» **Exercise passage**
Hey everyone, I just need some opinions from some fellow OCD sufferers or parents or whoever knows about what I'm talking about!
I have had OCD for nearly 14 years, onset at 7 years old, but only diagnosed 4 years ago when I was 17. But in spite of being diagnosed 4 years ago, my parents are very difficult and unwilling to accept my condition, and they are eternally challenging me and my compulsions. For instance, whenever I wash my hands (which is a lot!) I wash them eight times, which takes me around 5 minutes. Whenever my parents see me, hear me, sense me washing my hands, they will come up and ask me why I'm washing my hands, tell me I 'don't need to wash my hands so much', asks me 'why do I wash my hands so much', tells me 'I could just not wash my hands', like 'I could just stop washing my hands so easily I can just stop'. It is very exhausting. Every single conversation I have with them includes something about my OCD, most frequently with emphasis on the question 'why can't you just stop having OCD?' or something of a similar vein.
But on the other hand, when I try to talk to my parents about how I feel, when they don't initiate the conversation, they deny all knowledge of my anxiety. And depression for that matter. They are fully aware of the obsessions and compulsions I have, but don't seem to think I have any anxiety or depression surrounding them, or at least they pretend like they don't know this. They will say to me 'you're happy, right?', 'what have you got to be anxious about?', 'you don't have anything to worry about', 'your sister has more to worry about than you', despite having an anxiety disorder. This has been an ongoing theme for my parents since being diagnosed, and it's as if they pick and choose when I have OCD - and when I do have OCD in their minds, it's an opportunity to shout at me and tell me I'm not trying to get better and tell me to stop washing my hands and cleaning. They don't even notice my other compulsions like checking, symmetry, order etc.
Please if anyone has advice on how to deal with my parents, or even if anyone experiences difficulties with their parents or families it would be really helpful. Or even if you know someone with OCD, how do you deal with it in a way that's better than what I've listed above?

» **Complete the following**
1. Print everything in the forum post from "Please if anyone" down to "I've listed above?".
2. In the forum post, what remarks do the parents make when they deny the writer's anxiety?
3. According to the forum post, about how long does it take the writer to wash their hands?

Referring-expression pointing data
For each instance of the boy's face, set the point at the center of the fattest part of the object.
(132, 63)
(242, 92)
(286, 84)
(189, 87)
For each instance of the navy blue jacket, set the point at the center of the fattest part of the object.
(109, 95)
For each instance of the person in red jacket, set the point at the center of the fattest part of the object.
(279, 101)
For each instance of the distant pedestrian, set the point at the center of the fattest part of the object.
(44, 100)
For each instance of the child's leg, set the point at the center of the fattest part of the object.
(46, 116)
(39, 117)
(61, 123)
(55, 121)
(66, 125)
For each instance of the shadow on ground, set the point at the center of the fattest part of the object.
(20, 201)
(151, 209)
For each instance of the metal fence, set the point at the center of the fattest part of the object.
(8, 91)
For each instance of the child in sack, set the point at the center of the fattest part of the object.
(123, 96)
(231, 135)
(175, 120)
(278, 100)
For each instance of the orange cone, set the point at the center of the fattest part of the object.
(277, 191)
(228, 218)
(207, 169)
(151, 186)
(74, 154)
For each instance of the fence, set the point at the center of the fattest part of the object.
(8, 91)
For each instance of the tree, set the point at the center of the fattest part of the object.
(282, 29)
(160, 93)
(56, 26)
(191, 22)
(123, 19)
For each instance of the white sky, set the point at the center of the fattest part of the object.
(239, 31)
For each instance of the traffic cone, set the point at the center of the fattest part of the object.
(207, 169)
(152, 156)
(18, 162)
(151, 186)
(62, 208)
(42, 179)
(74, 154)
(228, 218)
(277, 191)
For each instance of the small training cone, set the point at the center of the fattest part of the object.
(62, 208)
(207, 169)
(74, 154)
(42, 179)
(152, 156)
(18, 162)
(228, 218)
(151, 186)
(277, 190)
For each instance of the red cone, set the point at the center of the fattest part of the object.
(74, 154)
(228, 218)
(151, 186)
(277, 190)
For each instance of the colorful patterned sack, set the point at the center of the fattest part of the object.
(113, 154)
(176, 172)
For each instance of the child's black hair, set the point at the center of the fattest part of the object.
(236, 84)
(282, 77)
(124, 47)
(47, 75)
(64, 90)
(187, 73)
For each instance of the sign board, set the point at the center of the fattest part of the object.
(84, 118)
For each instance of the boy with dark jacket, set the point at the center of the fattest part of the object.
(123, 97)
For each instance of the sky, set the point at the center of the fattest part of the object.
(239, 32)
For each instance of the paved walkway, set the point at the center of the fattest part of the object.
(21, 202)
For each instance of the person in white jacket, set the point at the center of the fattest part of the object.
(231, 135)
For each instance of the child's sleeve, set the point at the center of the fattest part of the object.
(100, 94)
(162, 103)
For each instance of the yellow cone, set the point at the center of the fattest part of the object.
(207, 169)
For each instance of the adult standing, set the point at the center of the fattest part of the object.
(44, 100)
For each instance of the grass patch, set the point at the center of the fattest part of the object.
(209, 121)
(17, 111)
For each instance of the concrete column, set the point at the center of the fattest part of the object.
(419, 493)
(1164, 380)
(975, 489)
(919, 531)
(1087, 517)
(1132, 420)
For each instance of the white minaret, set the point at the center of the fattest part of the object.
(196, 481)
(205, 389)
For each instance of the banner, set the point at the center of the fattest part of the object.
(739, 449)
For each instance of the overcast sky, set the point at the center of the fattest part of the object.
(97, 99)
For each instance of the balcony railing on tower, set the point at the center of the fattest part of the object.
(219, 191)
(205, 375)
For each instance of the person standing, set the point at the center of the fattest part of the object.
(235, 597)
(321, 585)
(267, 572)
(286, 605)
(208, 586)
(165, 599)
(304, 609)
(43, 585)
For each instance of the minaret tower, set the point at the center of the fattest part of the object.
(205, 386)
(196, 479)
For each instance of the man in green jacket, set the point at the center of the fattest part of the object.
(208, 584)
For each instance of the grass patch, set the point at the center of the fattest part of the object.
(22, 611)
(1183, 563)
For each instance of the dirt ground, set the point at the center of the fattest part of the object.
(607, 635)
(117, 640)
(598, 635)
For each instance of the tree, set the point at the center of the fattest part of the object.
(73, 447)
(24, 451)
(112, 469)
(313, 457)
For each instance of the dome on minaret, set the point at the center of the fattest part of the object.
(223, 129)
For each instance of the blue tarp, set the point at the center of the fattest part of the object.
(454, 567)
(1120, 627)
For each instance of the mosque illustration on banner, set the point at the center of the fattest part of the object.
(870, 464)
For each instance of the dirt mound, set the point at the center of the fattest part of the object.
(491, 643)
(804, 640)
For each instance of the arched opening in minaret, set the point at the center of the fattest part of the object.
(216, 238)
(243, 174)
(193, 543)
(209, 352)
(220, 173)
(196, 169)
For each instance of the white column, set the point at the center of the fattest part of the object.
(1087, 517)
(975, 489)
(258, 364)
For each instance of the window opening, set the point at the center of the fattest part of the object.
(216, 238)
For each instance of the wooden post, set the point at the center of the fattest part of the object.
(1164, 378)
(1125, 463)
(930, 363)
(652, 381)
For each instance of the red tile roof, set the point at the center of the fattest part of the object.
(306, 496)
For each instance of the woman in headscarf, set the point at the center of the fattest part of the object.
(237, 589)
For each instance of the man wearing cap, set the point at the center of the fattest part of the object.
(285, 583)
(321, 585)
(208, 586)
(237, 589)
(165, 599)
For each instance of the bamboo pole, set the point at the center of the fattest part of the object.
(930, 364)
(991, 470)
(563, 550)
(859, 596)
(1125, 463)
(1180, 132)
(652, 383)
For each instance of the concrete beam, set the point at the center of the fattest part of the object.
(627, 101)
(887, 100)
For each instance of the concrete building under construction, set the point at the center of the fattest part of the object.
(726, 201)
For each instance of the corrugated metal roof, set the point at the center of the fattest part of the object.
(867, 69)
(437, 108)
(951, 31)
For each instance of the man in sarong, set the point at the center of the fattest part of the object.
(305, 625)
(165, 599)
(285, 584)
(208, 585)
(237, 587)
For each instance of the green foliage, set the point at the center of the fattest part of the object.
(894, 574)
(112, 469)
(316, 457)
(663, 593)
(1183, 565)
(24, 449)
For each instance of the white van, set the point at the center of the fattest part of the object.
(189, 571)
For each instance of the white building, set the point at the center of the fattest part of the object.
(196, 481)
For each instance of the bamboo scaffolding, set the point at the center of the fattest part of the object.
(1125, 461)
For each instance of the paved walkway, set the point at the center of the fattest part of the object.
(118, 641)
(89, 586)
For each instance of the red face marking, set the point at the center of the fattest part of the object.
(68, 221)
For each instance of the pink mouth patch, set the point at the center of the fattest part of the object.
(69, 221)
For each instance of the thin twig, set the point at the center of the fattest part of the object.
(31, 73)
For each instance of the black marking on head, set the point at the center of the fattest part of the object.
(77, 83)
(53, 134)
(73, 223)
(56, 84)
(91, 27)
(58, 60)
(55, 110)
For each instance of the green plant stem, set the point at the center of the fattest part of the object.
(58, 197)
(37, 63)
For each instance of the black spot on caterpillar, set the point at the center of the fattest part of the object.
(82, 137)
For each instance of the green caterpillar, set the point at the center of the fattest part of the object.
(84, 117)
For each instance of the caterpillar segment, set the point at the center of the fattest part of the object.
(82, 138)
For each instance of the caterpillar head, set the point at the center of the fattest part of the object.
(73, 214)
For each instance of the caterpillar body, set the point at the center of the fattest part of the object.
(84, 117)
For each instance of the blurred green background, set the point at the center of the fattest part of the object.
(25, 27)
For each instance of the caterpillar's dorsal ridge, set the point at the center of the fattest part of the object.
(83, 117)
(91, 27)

» **Responses**
1.
Please if anyone has advice on how to deal with my parents, or even if anyone experiences difficulties with their parents or families it would be really helpful. Or even if you know someone with OCD, how do you deal with it in a way that's better than what I've listed above?

2.
- 'you're happy, right?'
- 'what have you got to be anxious about?'
- 'you don't have anything to worry about'
- 'your sister has more to worry about than you'

3. Around 5 minutes.